=== Section Start ===

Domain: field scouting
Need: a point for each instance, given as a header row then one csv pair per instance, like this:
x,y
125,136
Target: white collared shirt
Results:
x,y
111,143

=== Section End ===

Exercise goal -> Set the data above down again in full, exactly as it reads.

Exercise answer ->
Domain: field scouting
Need: a point for each instance, given as a header row then one csv pair per instance, like this:
x,y
125,136
Target: white collared shirt
Results:
x,y
111,143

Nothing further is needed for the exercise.